(Stored items from a collection)
+++

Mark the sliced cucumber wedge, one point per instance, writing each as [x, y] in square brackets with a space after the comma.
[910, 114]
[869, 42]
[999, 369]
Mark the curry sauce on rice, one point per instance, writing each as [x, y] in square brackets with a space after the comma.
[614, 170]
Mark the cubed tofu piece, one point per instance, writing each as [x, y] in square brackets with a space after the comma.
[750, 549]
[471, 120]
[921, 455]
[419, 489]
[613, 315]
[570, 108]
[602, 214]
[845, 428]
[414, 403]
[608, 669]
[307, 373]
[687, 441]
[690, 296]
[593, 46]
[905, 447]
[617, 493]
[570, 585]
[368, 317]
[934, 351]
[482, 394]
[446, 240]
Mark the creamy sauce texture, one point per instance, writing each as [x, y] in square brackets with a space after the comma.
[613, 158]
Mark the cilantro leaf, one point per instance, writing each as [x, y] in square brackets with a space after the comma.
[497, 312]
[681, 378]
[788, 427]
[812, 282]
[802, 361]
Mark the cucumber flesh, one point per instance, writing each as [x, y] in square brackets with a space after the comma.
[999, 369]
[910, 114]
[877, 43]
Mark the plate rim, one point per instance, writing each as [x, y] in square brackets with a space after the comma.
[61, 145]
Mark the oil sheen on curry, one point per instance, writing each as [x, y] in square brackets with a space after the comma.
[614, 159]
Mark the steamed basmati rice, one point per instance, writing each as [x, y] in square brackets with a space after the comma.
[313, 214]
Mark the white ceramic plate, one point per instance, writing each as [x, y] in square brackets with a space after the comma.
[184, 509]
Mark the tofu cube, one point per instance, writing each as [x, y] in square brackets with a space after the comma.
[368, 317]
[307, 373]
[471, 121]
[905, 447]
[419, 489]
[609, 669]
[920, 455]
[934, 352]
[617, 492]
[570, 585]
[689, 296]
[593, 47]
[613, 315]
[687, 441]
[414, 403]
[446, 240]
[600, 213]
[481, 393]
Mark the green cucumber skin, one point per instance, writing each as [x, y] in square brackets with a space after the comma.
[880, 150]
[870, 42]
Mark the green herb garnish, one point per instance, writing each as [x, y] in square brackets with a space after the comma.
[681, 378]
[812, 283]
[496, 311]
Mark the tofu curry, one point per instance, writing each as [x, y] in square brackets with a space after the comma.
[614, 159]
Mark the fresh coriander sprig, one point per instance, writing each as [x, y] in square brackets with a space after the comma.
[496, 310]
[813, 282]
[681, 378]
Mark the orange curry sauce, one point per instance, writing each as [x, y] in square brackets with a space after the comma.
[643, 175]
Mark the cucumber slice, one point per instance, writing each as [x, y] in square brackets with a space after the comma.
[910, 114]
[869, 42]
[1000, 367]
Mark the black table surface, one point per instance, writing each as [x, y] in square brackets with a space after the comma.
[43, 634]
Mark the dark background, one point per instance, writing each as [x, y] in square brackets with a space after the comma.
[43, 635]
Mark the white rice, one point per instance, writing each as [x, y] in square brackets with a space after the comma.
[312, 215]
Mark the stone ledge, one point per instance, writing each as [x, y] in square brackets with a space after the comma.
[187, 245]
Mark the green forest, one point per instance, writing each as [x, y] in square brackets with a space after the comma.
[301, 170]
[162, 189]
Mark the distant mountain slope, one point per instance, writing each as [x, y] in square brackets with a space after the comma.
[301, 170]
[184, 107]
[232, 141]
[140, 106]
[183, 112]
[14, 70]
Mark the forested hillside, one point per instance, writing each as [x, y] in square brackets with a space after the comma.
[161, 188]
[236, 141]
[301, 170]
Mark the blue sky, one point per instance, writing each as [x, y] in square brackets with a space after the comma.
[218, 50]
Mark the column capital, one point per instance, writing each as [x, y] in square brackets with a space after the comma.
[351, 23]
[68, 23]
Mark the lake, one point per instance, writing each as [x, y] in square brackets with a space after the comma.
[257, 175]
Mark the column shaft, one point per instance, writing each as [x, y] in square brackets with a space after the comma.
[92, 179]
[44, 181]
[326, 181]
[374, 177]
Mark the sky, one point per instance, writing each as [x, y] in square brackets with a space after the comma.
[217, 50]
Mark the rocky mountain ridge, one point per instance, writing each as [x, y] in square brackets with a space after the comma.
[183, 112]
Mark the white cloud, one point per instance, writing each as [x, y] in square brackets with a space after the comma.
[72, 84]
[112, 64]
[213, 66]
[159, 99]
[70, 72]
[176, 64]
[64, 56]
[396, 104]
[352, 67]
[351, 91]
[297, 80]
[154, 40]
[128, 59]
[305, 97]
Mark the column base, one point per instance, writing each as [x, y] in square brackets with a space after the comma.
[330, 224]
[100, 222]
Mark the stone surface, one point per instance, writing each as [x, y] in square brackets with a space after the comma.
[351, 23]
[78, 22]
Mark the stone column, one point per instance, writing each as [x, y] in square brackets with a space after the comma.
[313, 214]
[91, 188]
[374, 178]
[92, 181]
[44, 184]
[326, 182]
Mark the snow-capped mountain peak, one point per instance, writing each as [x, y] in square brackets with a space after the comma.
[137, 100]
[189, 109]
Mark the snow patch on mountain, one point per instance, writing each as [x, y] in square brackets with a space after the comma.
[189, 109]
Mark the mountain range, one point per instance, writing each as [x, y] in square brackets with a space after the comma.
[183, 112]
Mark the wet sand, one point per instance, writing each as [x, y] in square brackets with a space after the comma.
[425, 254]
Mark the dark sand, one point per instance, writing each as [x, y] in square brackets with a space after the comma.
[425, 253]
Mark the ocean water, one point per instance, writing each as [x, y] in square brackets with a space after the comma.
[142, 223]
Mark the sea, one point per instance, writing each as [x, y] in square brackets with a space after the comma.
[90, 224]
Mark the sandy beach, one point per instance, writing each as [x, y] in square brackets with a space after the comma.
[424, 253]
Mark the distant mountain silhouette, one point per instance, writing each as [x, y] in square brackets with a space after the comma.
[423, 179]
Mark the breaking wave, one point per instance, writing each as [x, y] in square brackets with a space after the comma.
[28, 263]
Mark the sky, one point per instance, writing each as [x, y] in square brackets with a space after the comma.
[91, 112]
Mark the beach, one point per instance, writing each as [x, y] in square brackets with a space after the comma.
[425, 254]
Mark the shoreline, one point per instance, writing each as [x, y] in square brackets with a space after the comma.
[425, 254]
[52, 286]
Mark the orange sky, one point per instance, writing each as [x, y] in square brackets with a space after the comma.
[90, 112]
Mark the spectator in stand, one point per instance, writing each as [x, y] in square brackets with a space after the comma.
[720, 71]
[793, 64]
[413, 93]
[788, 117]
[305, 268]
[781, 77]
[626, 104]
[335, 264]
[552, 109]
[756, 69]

+++

## Problem to solve
Every record is to be retyped exactly as given.

## Solution for this exercise
Mark the sliced cucumber wedge, one point per instance, writing each as [x, y] in square brackets with a space after the comma.
[910, 114]
[869, 42]
[999, 369]
Mark the curry sauce on rice, one point per instance, writing each as [x, y] in square brackets with a space after the comma.
[614, 170]
Mark the cubed tofu piece, one point per instance, writing each as [x, y] in square brackets with a space after the comma.
[750, 549]
[471, 120]
[921, 455]
[419, 489]
[613, 315]
[570, 108]
[602, 214]
[845, 428]
[414, 403]
[608, 669]
[307, 373]
[687, 441]
[690, 296]
[593, 46]
[905, 447]
[617, 493]
[570, 585]
[368, 317]
[934, 351]
[482, 394]
[446, 240]
Mark the creamy sauce texture, one point per instance, writing each as [x, y] in square brackets with a space after the comma.
[613, 158]
Mark the cilantro leaf, one point per instance, writing each as [x, y] in square brackets with a space after the comma.
[497, 312]
[681, 378]
[788, 427]
[812, 282]
[802, 361]
Mark the cucumber flesh, one point per instance, writing each as [x, y] in square brackets with a space after the comma.
[999, 369]
[910, 114]
[877, 43]
Mark the plate rim, one point per instance, writing each as [x, y] in square brackets with a space after the comma.
[61, 145]
Mark the oil sheen on curry, one point per instance, writing each as [x, y] in square brackets with a space after the comma.
[614, 159]
Mark the steamed basmati rice, one point per instance, writing each as [x, y] in square brackets with a space after the comma.
[313, 214]
Mark the white ceramic plate, one point per instance, writing each as [x, y] in square brackets with a space after the comma.
[184, 509]
Mark the tofu cube, one point per instance, writing each as [x, y] in square brackets with a space after the comma.
[368, 317]
[307, 373]
[471, 121]
[905, 447]
[419, 489]
[609, 669]
[920, 455]
[934, 352]
[617, 492]
[570, 585]
[689, 296]
[593, 47]
[613, 315]
[687, 441]
[414, 403]
[446, 240]
[600, 213]
[481, 393]
Mark the green cucumber skin, one point per instance, writing each as [x, y] in square brackets with a space after the comma.
[880, 150]
[870, 42]
Mark the green herb garnish, one point per instance, writing each as [x, y] in square brackets with a space after the comma.
[681, 378]
[812, 283]
[496, 311]
Mark the tofu curry, one point per instance, writing each as [x, y] in square brackets with a space after the comma.
[614, 159]
Mark the fresh coriander sprig, one point per instance, writing each as [x, y] in square brackets with a space after the comma.
[496, 310]
[813, 282]
[681, 378]
Mark the orange curry sauce, one point per instance, writing each as [x, y] in square brackets with a space after the comma.
[643, 175]
Mark the cucumber slice, one point per instance, writing each as [x, y] in square brackets with a space after the comma.
[910, 114]
[869, 42]
[1000, 367]
Mark the black table surface, one point per instance, writing each as [x, y] in square brackets with a space after the comma.
[43, 634]
Mark the dark background, one point per instance, writing each as [x, y] in square brackets with a space after the comma.
[43, 635]
Mark the white rice, one point per instance, writing each as [x, y] in square brackets with a space after the comma.
[312, 215]
Mark the stone ledge, one point per instance, writing each as [x, y] in square brackets with a space after the comma.
[187, 245]
Mark the green forest, one point per instance, writing each as [x, y] in square brackets with a space after the comma.
[301, 170]
[162, 189]
Mark the distant mountain slope, one point per instance, writing each as [x, y] in square brackets with a space after the comma.
[301, 170]
[184, 107]
[232, 141]
[140, 106]
[183, 112]
[14, 70]
Mark the forested hillside, one point per instance, writing each as [x, y] in square brackets with a space after the comma.
[161, 188]
[236, 141]
[301, 170]
Mark the blue sky, one point per instance, writing each as [x, y] in square brackets with a space after the comma.
[218, 50]
Mark the column capital, one point per instance, writing each as [x, y] in square brackets with a space after the comma.
[351, 23]
[68, 23]
Mark the lake, one point per instance, writing each as [x, y] in square brackets with a space after the comma.
[257, 175]
Mark the column shaft, one point per instance, writing each as [x, y] in square brackets with a space after the comma.
[92, 179]
[44, 181]
[326, 181]
[374, 177]
Mark the sky, one point per instance, writing each as [x, y] in square brackets with a space after the comma.
[217, 50]
Mark the rocky mountain ridge, one point per instance, writing each as [x, y] in square brackets with a space after the comma.
[183, 112]
Mark the white cloud, one point per instance, writing each as [x, y] in square brackets with a space after the comma.
[72, 84]
[112, 64]
[213, 66]
[159, 99]
[70, 72]
[176, 64]
[64, 56]
[396, 104]
[352, 67]
[351, 91]
[297, 80]
[154, 40]
[128, 59]
[305, 97]
Mark the column base, one point per instance, writing each as [x, y] in square brackets with a space after the comma.
[330, 224]
[100, 222]
Mark the stone surface, one point per instance, writing each as [x, y] in square brackets with a space after the comma.
[351, 23]
[78, 22]
Mark the stone column, one point per instance, writing each as [x, y] in square brackets with a space after the comma.
[313, 214]
[91, 188]
[374, 178]
[92, 181]
[44, 184]
[326, 182]
Mark the snow-capped mountain peak, one point per instance, writing each as [x, y] in square brackets with a space after the comma.
[137, 100]
[189, 109]
Mark the snow patch on mountain, one point per instance, writing each as [x, y] in square brackets with a space after the comma.
[189, 109]
Mark the mountain range, one point per instance, writing each as [x, y] in square brackets with a space after the comma.
[183, 112]
Mark the wet sand, one point per instance, writing each as [x, y] in square brackets with a space after the comma.
[425, 254]
Mark the dark sand, one point per instance, writing each as [x, y] in square brackets with a space after the comma.
[425, 253]
Mark the ocean water, one point per instance, writing each as [x, y] in square brackets with a space after the comma.
[142, 223]
Mark the sea, one point per instance, writing each as [x, y] in square brackets with a space after the comma.
[90, 224]
Mark the sandy beach, one point per instance, writing each as [x, y] in square brackets with a space after the comma.
[424, 253]
Mark the distant mountain silhouette, one point per instance, writing each as [x, y] in square brackets with a space after the comma.
[423, 179]
Mark the breaking wave, one point per instance, writing each as [x, y] in square brackets with a space after the comma.
[28, 263]
Mark the sky, one point per instance, writing each as [x, y] in square brackets with a space after the comma.
[91, 112]
Mark the beach, one point per instance, writing each as [x, y] in square brackets with a space after the comma.
[425, 254]
Mark the shoreline, one point per instance, writing each as [x, y] in square brackets with a space after the comma.
[425, 254]
[52, 286]
Mark the orange sky, one point per instance, writing each as [x, y] in square brackets with a space after the comma.
[90, 112]
Mark the spectator in stand, one point per instance, writing each as [x, y] in square brackets with a space after the comma.
[720, 71]
[793, 64]
[413, 93]
[788, 117]
[305, 268]
[781, 77]
[626, 104]
[335, 264]
[552, 109]
[756, 69]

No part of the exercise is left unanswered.